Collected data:

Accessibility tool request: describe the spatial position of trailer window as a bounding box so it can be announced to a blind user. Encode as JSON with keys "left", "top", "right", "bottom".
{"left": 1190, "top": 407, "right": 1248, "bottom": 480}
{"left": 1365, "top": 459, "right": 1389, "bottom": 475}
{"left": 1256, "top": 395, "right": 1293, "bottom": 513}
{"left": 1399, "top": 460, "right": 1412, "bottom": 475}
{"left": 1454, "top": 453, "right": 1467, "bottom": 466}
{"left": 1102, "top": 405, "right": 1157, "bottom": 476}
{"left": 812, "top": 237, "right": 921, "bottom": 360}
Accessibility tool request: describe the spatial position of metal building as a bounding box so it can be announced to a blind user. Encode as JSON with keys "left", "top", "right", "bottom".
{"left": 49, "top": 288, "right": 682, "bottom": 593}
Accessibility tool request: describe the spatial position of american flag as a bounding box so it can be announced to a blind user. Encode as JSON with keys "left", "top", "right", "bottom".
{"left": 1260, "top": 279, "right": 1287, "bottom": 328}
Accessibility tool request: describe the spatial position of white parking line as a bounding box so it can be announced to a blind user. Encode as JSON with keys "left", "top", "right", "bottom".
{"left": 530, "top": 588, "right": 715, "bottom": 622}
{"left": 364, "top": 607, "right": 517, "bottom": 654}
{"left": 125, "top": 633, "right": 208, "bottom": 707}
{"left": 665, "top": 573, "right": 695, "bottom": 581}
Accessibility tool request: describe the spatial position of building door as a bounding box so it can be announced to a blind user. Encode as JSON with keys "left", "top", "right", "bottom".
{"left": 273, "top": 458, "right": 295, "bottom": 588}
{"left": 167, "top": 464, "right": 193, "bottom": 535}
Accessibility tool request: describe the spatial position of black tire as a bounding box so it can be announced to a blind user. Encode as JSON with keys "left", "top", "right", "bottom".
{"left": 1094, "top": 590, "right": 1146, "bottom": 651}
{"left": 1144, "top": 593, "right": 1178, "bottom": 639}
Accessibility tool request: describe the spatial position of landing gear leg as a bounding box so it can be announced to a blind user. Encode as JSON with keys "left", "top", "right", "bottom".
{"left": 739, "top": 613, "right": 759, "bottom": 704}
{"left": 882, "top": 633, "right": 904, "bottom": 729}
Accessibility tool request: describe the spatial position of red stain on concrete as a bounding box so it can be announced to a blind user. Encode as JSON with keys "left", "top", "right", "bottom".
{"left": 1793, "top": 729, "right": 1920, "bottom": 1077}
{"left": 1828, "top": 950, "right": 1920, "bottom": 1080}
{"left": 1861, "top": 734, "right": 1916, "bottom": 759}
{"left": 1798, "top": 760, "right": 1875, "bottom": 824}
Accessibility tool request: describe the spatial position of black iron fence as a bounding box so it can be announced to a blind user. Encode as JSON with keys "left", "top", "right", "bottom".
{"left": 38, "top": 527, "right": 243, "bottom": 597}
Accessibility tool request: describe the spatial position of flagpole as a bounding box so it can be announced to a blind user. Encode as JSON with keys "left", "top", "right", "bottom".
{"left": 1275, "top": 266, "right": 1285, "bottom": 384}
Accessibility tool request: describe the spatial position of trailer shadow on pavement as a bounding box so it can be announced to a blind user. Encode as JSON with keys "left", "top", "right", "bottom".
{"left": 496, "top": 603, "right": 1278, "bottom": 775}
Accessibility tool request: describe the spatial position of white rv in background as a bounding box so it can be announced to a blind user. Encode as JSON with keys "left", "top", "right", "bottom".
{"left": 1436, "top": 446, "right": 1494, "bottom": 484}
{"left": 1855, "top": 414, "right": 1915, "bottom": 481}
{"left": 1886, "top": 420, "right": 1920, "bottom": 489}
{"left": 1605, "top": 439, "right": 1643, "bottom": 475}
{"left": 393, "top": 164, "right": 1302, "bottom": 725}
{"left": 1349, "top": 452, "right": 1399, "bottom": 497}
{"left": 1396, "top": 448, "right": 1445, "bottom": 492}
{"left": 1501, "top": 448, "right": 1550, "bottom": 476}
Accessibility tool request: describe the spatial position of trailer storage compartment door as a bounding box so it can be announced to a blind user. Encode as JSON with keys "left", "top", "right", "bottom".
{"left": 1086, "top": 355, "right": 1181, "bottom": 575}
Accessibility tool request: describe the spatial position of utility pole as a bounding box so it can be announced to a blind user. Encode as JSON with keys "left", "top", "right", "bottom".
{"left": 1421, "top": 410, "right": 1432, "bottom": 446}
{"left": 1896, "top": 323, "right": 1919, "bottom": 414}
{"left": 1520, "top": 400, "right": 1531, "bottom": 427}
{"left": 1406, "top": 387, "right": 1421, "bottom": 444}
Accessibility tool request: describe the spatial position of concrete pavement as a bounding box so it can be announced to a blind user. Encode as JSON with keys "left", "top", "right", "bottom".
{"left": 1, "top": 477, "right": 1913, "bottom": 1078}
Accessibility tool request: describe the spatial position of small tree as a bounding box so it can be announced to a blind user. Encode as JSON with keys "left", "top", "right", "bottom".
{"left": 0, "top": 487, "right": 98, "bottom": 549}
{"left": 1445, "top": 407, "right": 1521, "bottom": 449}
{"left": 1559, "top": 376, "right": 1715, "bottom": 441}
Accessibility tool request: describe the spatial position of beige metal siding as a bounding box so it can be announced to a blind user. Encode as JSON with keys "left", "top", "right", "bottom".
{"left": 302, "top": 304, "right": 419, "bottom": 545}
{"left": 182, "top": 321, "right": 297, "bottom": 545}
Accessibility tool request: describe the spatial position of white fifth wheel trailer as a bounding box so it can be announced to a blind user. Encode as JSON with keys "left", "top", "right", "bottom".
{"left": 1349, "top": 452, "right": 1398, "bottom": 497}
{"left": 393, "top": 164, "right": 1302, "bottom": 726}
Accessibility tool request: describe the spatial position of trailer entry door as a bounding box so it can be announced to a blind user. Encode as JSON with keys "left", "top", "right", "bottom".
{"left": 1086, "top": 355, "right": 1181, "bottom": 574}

* _Assigned task_:
Only an exact transcription of all the records above counts as an answer.

* _Answer space_:
Accessibility tool request: describe the spatial position of trailer window as a bounding box so it can be announced to a blind user. Encode as JSON with keys "left", "top", "right", "bottom".
{"left": 1190, "top": 407, "right": 1248, "bottom": 480}
{"left": 1365, "top": 459, "right": 1389, "bottom": 475}
{"left": 1256, "top": 395, "right": 1293, "bottom": 513}
{"left": 1399, "top": 460, "right": 1412, "bottom": 475}
{"left": 1454, "top": 453, "right": 1467, "bottom": 466}
{"left": 1102, "top": 405, "right": 1157, "bottom": 476}
{"left": 812, "top": 237, "right": 921, "bottom": 360}
Accessibility tool request: describe the spatial position of metal building as a bounding box so it can be announced to a blind user. Encode as JSON with keys "left", "top", "right", "bottom".
{"left": 49, "top": 288, "right": 682, "bottom": 593}
Accessibility tool request: describe the spatial position of american flag as a bounding box so it can be announced to a blind user. Encode as JSON with keys "left", "top", "right", "bottom".
{"left": 1260, "top": 279, "right": 1287, "bottom": 328}
Accessibility tool request: describe the spatial position of white parking line as a bounding box so it can be announced to a blind user. Encode as JSON with keys "left", "top", "right", "bottom".
{"left": 530, "top": 588, "right": 715, "bottom": 622}
{"left": 364, "top": 607, "right": 517, "bottom": 654}
{"left": 125, "top": 633, "right": 208, "bottom": 707}
{"left": 665, "top": 573, "right": 695, "bottom": 581}
Accessibility tool request: describe the spatial position of building door as a bounding box so it can be announced to a blind user. Encode as JSON with keys "left", "top", "right", "bottom".
{"left": 273, "top": 458, "right": 295, "bottom": 588}
{"left": 167, "top": 464, "right": 193, "bottom": 535}
Accessibility tool request: describe the spatial position of black tire as a bounding box so it can be announced to a blind user. Encode as JSON with keys "left", "top", "right", "bottom".
{"left": 1094, "top": 590, "right": 1146, "bottom": 651}
{"left": 1144, "top": 593, "right": 1178, "bottom": 639}
Accessibility tool request: describe the spatial position of landing gear leg as a bounding box so it can be announced to a blind user. Encode as JSON with keys "left", "top", "right", "bottom".
{"left": 739, "top": 613, "right": 759, "bottom": 704}
{"left": 882, "top": 633, "right": 904, "bottom": 729}
Accessibility tool request: describe the spatial position of red stain on concrete as a bounding box so it can be announced to a blind user. Encode as JSON with keys "left", "top", "right", "bottom".
{"left": 1793, "top": 729, "right": 1920, "bottom": 1077}
{"left": 1828, "top": 950, "right": 1920, "bottom": 1080}
{"left": 1861, "top": 734, "right": 1916, "bottom": 759}
{"left": 1798, "top": 760, "right": 1875, "bottom": 824}
Accessibility tool request: describe the spatial position of black iron fence as a bounding box so it can be announced to a blind user. Encode as JSON with keys "left", "top", "right", "bottom".
{"left": 38, "top": 527, "right": 243, "bottom": 597}
Accessibility tool request: describe the spatial position of flagpole as a bounding box so it can be announced to a blind user. Encode as JSON with keys "left", "top", "right", "bottom".
{"left": 1275, "top": 266, "right": 1285, "bottom": 384}
Accessibility tool request: describe the spatial position of trailer shadow on pavement as a bounding box so it can be announced to a blind user. Encode as JSON with keys "left", "top", "right", "bottom".
{"left": 496, "top": 603, "right": 1278, "bottom": 775}
Accessibility tool request: describe the spatial position of white rv in background as a bounding box so it can be announced to a blind user. Encode as JSON with keys "left", "top", "right", "bottom".
{"left": 1436, "top": 446, "right": 1494, "bottom": 484}
{"left": 1855, "top": 414, "right": 1915, "bottom": 481}
{"left": 1886, "top": 420, "right": 1920, "bottom": 489}
{"left": 1605, "top": 439, "right": 1643, "bottom": 475}
{"left": 393, "top": 164, "right": 1302, "bottom": 725}
{"left": 1349, "top": 452, "right": 1399, "bottom": 497}
{"left": 1396, "top": 448, "right": 1445, "bottom": 492}
{"left": 1501, "top": 448, "right": 1550, "bottom": 476}
Accessibility tool request: describe the spatial position of trailer storage compartment door as a bounding box so it can be announced to a blind user. Encode as JSON with keys "left", "top", "right", "bottom".
{"left": 1086, "top": 355, "right": 1181, "bottom": 575}
Accessibility tool request: describe the spatial position of utility pole as a bounding box so it can be announced to a blind user. Encode as JSON with keys "left", "top", "right", "bottom".
{"left": 1421, "top": 410, "right": 1432, "bottom": 446}
{"left": 1896, "top": 323, "right": 1919, "bottom": 414}
{"left": 1520, "top": 400, "right": 1531, "bottom": 427}
{"left": 1406, "top": 387, "right": 1421, "bottom": 444}
Accessibility tool request: describe the spatial position of concrete pavement as a bounding box so it can be announced to a blind user. Encode as JSON with keys "left", "top", "right", "bottom".
{"left": 1, "top": 477, "right": 1913, "bottom": 1078}
Accessibility tool request: describe the spatial position of small tree as a bounding box so it can be announced to a blind user. Encode as JSON with keys "left", "top", "right", "bottom".
{"left": 0, "top": 487, "right": 98, "bottom": 549}
{"left": 1445, "top": 407, "right": 1521, "bottom": 449}
{"left": 1559, "top": 376, "right": 1715, "bottom": 441}
Accessibility tool request: describe the spatial position of beige metal siding as a bounding box so it can be announced to a blind user. Encode as JSON with keys "left", "top", "right", "bottom".
{"left": 302, "top": 304, "right": 419, "bottom": 545}
{"left": 182, "top": 321, "right": 297, "bottom": 545}
Accessibility tool request: describe the spatial position of white fifth wheel trailer as a bounding box so it can be announced to a blind user. Encode as JSON with keys "left", "top", "right", "bottom".
{"left": 1349, "top": 452, "right": 1398, "bottom": 497}
{"left": 393, "top": 164, "right": 1302, "bottom": 726}
Accessibility tool request: describe the spatial position of trailer entry door as a bounding box so it can be announced to a blind user. Encode as JSON with keys "left", "top", "right", "bottom".
{"left": 1086, "top": 355, "right": 1181, "bottom": 574}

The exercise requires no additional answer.